* [Required actions]:
A: Answer these from the passage on polyhedral boranes:
(i) In what decade were these boron-rich molecules discovered?
(ii) What compound, in what acid, was reacted with ortho/meta-carborane?
(iii) With what were B-iodo-carboranes coupled under Pd catalysis?
B: According to the passage on polyhedral boranes, why did researchers investigate whether these clusters could undergo metal-mediated reactions such as Pd-catalyzed cross-coupling? Answer in one to three sentences.

* [Page]:
■ ■ ■

In the 1950s researchers discovered a new class of boron-rich molecules characterized by 3-center-2-electron bonds that stabilize polyhedral borane structures into cage-like (closo-) structures, Fig. 2.⁸ Formation of closo-polyhedral boranes results in a 3-dimensional (3D) σ-aromaticity that is considered a 3-dimensional analog of 2-dimensional aromatic molecules (e.g., benzene). At the onset of the discovery of polyhedral boranes, a fundamental interest pertaining to the reactivity of these clusters has emerged. Several reactions observed with aromatic hydrocarbons, such as electrophilic and nucleophilic substitution, have been subsequently applied to boron clusters. This similar reactivity lead to investigation into whether polyhedral boranes can undergo metal-mediated reactions like Pd-catalyzed cross-coupling reactions of aryl halides. Reactions of ortho/meta-carborane with Hg(CF₃COO)₂ in triflic acid yielded [Hg(CF₃COO)(9-B-o/m-C₂B₁₀H₁₁)] carboranyl compounds reminiscent to the early work by Heck with arylmercury species.^9,10 Following these results, successful Pd-catalyzed cross-coupling of B-iodo-carboranes with Grignard reagents established an early precedent for using metal-catalyzed cross-coupling to derivatize polyhedral boranes.

Fig 2.

Polyhedral borane clusters that can serve as precursors to electrophilic substrates that can be subsequently used in metal-catalyzed cross-coupling.

■ ■ ■

* [Information provided]:
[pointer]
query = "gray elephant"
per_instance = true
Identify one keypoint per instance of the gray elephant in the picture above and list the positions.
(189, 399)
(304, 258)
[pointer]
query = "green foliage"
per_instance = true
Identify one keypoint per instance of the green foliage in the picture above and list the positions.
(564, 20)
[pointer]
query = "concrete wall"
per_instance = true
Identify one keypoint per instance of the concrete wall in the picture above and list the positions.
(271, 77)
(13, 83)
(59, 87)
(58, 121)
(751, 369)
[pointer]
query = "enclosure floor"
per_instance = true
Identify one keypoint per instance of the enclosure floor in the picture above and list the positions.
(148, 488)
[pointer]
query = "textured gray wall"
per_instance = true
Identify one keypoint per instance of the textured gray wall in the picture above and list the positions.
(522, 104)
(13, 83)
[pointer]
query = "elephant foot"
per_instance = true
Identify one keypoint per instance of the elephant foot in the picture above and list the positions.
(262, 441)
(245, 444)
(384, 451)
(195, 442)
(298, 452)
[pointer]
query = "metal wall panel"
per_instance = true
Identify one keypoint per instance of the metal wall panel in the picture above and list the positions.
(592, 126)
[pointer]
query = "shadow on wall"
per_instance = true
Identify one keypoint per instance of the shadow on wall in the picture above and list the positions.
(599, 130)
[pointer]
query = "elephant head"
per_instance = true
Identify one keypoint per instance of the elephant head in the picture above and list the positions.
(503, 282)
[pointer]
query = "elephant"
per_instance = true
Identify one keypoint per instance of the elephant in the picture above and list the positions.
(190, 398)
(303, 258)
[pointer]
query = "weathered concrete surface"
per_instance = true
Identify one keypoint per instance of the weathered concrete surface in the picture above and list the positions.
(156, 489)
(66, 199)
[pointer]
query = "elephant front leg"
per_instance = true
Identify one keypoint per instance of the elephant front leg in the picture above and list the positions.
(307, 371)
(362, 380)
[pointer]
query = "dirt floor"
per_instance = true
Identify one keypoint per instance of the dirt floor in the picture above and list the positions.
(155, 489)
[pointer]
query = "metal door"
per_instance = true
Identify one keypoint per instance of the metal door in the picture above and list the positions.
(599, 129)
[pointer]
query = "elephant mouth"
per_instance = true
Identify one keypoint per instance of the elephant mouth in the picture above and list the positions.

■ ■ ■

* [Responses to the exercise]:
A:
(i) The 1950s.
(ii) Hg(CF₃COO)₂ in triflic acid.
(iii) Grignard reagents.

B: Reactions known from aromatic hydrocarbons, such as electrophilic and nucleophilic substitution, had been applied to boron clusters. Because the clusters reacted in a similar way, researchers asked whether they could also undergo metal-mediated reactions like the Pd-catalyzed cross-coupling of aryl halides.